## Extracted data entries

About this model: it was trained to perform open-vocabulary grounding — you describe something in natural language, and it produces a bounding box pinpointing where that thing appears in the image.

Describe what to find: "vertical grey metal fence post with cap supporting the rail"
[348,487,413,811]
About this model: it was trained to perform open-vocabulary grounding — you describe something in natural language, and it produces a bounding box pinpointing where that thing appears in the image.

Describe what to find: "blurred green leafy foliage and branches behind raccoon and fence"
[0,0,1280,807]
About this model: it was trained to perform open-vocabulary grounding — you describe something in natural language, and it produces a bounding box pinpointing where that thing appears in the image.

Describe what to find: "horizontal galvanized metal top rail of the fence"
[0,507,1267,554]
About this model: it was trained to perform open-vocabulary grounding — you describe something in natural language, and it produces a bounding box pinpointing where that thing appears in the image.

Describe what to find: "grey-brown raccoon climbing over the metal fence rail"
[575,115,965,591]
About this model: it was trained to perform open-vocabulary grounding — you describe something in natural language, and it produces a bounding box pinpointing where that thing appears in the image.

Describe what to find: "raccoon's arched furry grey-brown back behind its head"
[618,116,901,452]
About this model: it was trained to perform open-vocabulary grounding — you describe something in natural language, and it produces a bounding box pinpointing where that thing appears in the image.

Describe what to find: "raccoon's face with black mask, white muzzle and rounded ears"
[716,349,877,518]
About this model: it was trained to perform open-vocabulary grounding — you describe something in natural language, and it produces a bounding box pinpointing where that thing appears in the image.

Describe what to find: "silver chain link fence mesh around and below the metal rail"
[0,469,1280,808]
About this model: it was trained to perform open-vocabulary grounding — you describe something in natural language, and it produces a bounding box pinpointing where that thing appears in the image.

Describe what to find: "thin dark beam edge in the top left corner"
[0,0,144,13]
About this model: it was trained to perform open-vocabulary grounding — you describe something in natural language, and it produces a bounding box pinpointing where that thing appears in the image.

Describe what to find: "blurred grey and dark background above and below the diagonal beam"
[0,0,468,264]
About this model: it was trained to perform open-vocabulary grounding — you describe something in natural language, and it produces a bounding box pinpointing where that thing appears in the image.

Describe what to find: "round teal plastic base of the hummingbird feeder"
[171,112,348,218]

## Assignment
Every entry above must be returned word for word.

## Answer section
About this model: it was trained to perform open-vocabulary grounding — you describe something in natural language, and it produces a bounding box pinpointing where that thing appears in the image.

Describe what to find: "vertical grey metal fence post with cap supporting the rail"
[348,487,413,811]
About this model: it was trained to perform open-vocabulary grounding — you describe something in natural language, and it produces a bounding box pinpointing where that thing appears in the image.

Describe what to find: "blurred green leafy foliage and branches behind raccoon and fence"
[0,0,1280,807]
About this model: it was trained to perform open-vocabulary grounding — you describe something in natural language, and it produces a bounding box pinpointing where that thing appears in the image.

Describe what to find: "horizontal galvanized metal top rail of the fence"
[0,507,1267,554]
About this model: it was trained to perform open-vocabulary grounding — you describe something in natural language, and it produces a bounding box pinpointing where that thing appears in the image.

Describe what to find: "grey-brown raccoon climbing over the metal fence rail"
[575,115,965,591]
About this model: it was trained to perform open-vocabulary grounding — you describe something in natural language, and it produces a bounding box pinpointing where that thing appears in the image.

Describe what to find: "raccoon's arched furry grey-brown back behind its head"
[618,116,901,452]
About this model: it was trained to perform open-vocabulary grounding — you describe something in natural language, and it produces a bounding box pinpointing where that thing appears in the image.

Describe what to find: "raccoon's face with black mask, white muzzle and rounded ears"
[716,349,877,518]
About this model: it was trained to perform open-vocabulary grounding — you describe something in natural language, and it produces a bounding box pinpointing where that thing appears in the image.

Describe what to find: "silver chain link fence mesh around and below the metal rail"
[0,469,1280,808]
About this model: it was trained to perform open-vocabulary grounding — you describe something in natural language, and it produces a bounding box pinpointing where that thing appears in the image.

Describe what to find: "thin dark beam edge in the top left corner"
[0,0,144,13]
About this model: it was trained to perform open-vocabulary grounding — you describe something in natural language, and it produces a bounding box pinpointing where that thing appears in the image.

Describe what to find: "blurred grey and dark background above and below the diagonal beam"
[0,0,468,264]
About this model: it was trained to perform open-vocabulary grounding — you describe something in natural language, and it produces a bounding box pinpointing where that thing appears in the image.

Describe what to find: "round teal plastic base of the hummingbird feeder"
[171,112,348,218]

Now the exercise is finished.